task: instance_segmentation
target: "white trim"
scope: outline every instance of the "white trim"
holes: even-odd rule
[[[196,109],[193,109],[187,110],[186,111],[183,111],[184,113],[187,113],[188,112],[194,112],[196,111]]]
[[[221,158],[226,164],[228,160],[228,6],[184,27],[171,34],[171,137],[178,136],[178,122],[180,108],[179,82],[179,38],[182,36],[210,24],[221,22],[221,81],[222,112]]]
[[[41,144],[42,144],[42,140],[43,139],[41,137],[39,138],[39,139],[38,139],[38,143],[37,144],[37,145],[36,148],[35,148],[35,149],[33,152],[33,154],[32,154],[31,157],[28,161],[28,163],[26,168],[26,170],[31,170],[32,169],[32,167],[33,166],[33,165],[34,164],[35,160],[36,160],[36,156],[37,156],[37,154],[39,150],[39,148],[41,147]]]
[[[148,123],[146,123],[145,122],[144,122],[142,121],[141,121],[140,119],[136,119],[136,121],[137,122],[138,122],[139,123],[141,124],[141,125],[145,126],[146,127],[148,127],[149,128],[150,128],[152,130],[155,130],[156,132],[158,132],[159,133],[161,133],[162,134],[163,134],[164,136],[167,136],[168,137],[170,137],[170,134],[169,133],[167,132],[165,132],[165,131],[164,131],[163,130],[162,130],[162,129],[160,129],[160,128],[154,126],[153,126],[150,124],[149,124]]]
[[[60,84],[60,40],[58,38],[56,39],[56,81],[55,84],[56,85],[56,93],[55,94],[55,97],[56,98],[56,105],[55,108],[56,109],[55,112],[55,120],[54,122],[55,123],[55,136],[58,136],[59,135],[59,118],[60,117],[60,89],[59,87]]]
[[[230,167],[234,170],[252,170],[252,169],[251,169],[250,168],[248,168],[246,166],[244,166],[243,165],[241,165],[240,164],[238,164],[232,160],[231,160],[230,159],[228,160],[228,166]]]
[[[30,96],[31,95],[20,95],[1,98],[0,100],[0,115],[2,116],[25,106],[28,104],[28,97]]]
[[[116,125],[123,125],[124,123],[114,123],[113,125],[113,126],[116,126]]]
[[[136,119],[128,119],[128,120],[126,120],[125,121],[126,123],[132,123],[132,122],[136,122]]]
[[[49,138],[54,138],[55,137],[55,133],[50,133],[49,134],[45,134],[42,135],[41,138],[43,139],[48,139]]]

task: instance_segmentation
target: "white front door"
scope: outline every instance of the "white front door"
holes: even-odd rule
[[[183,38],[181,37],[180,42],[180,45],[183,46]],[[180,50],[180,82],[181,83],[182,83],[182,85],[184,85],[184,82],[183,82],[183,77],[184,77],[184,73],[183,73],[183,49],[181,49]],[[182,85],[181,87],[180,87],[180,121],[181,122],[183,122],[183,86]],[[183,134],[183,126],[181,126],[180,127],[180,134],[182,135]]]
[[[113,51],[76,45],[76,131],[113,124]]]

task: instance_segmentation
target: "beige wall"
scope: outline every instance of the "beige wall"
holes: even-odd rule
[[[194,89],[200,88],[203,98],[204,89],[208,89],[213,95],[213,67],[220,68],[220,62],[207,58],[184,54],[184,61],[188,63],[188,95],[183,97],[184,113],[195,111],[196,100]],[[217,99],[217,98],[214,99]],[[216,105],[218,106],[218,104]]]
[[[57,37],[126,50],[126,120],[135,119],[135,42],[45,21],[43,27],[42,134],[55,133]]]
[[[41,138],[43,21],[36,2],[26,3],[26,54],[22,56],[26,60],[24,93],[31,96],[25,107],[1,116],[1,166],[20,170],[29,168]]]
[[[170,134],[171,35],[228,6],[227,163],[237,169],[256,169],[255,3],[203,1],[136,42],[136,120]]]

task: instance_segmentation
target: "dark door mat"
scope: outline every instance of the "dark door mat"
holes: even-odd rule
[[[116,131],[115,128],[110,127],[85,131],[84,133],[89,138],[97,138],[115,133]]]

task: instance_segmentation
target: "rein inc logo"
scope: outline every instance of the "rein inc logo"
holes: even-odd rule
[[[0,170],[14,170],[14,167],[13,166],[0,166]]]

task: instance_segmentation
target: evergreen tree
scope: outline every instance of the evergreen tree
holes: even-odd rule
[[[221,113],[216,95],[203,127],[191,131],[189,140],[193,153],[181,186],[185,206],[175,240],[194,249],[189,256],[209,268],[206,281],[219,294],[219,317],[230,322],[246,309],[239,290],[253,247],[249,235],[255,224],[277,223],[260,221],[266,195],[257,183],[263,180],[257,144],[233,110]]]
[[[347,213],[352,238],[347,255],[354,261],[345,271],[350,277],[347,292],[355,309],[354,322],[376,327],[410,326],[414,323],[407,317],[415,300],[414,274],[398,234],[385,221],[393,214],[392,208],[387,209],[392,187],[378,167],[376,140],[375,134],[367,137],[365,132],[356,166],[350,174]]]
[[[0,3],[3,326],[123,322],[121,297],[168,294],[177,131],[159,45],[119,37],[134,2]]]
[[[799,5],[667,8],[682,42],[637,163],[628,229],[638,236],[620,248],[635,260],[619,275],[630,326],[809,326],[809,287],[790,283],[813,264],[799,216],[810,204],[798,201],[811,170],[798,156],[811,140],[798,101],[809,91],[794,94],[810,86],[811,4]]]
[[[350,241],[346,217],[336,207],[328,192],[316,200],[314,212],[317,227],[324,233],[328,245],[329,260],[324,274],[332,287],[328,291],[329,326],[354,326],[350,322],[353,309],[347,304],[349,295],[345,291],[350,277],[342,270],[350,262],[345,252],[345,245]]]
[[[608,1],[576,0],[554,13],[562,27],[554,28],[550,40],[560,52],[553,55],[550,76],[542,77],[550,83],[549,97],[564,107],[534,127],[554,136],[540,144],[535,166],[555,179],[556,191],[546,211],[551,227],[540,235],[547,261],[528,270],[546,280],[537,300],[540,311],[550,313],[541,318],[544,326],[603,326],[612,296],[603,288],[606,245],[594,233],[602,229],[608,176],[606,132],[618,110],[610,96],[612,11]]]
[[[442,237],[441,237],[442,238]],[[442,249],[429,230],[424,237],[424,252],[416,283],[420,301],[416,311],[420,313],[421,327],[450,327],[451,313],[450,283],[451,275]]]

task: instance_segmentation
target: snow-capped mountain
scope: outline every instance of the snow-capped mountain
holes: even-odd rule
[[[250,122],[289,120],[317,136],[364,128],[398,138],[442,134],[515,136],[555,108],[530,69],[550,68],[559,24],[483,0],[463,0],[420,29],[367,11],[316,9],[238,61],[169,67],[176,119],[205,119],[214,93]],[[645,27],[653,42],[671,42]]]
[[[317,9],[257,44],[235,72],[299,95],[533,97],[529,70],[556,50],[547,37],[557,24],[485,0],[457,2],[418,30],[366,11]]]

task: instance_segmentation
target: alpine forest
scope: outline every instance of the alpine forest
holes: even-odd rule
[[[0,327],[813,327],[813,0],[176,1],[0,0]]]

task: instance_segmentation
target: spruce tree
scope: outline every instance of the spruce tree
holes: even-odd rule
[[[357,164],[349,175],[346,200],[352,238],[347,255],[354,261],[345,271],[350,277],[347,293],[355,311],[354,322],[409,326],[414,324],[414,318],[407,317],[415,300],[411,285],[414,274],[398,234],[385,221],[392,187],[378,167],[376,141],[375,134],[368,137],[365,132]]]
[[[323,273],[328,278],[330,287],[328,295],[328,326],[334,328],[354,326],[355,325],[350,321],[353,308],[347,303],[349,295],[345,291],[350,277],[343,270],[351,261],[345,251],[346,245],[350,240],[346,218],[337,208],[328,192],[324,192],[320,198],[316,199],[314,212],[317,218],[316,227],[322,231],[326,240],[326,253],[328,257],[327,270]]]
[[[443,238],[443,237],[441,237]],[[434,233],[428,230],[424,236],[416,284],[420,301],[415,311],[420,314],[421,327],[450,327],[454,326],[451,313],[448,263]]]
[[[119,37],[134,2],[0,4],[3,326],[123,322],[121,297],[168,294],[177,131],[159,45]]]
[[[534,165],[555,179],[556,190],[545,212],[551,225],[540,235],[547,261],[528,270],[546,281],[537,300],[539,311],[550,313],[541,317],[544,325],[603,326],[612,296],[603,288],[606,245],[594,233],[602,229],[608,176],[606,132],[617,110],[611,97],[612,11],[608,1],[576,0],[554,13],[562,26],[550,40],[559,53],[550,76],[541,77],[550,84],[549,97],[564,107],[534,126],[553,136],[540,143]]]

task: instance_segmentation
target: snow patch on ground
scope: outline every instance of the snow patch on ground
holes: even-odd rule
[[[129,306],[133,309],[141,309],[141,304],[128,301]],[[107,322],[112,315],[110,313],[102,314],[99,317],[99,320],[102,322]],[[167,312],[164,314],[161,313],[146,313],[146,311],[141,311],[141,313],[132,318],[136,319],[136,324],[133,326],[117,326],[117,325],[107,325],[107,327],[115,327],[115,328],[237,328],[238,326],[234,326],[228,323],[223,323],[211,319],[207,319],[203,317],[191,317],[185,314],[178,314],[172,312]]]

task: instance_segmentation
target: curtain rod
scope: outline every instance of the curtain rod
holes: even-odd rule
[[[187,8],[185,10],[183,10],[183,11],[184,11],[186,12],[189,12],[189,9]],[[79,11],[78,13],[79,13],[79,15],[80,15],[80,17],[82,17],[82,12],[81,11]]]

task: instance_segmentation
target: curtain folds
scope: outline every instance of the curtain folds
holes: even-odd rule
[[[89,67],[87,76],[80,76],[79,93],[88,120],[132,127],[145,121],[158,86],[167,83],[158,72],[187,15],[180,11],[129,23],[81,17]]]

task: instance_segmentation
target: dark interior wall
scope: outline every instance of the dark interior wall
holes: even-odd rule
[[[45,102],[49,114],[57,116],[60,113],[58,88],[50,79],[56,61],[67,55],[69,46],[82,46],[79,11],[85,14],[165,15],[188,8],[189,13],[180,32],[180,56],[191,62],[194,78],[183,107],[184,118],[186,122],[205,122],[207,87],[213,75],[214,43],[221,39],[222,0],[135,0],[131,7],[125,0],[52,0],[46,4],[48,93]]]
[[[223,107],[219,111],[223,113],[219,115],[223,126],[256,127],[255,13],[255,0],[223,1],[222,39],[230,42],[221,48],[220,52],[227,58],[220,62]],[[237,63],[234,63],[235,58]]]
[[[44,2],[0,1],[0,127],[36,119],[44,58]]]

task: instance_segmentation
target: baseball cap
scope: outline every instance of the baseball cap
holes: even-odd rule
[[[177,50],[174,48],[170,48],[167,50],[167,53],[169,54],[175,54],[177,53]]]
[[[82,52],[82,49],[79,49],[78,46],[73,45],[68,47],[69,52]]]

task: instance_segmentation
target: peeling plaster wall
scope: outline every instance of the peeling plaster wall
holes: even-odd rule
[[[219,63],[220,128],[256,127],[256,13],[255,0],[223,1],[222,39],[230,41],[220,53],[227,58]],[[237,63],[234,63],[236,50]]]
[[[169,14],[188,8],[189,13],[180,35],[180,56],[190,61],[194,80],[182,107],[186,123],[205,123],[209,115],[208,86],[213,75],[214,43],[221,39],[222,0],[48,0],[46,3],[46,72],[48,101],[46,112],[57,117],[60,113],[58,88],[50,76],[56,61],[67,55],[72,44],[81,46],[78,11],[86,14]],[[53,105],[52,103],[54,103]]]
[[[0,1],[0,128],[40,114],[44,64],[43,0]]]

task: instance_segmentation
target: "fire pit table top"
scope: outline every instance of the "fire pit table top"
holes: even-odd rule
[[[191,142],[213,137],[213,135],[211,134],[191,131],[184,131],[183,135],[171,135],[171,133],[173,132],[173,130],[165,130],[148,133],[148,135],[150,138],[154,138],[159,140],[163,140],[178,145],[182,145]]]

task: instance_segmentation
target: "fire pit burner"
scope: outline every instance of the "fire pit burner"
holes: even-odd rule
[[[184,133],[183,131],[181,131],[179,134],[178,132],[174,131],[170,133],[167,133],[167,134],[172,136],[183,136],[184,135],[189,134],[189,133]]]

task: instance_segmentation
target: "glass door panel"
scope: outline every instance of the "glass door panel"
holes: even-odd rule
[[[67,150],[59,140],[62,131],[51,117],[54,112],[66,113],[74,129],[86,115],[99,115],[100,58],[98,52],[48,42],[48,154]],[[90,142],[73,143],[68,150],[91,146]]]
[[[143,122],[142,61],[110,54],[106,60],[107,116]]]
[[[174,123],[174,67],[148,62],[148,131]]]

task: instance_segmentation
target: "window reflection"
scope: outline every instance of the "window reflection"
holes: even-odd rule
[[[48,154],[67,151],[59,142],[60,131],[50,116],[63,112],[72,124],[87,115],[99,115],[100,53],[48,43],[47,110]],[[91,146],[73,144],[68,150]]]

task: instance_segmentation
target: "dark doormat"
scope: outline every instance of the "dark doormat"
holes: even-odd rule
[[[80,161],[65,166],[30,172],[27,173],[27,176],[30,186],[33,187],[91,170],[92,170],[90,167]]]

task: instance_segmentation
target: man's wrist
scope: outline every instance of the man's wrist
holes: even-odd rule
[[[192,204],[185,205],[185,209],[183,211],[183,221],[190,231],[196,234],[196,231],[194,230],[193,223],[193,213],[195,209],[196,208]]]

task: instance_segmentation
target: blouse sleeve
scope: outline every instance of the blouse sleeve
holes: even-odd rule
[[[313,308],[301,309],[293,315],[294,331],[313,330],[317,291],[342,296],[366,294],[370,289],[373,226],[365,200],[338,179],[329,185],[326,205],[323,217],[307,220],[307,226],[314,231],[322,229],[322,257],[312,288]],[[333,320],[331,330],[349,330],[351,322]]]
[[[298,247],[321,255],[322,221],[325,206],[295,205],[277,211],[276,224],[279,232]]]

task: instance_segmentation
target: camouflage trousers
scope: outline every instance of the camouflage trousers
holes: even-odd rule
────
▶ _Work to do_
Find each line in the data above that contains the string "burner", and copy those lines.

▶ _Result of this exercise_
target: "fire pit burner"
scope: outline every instance of the "fire pit burner"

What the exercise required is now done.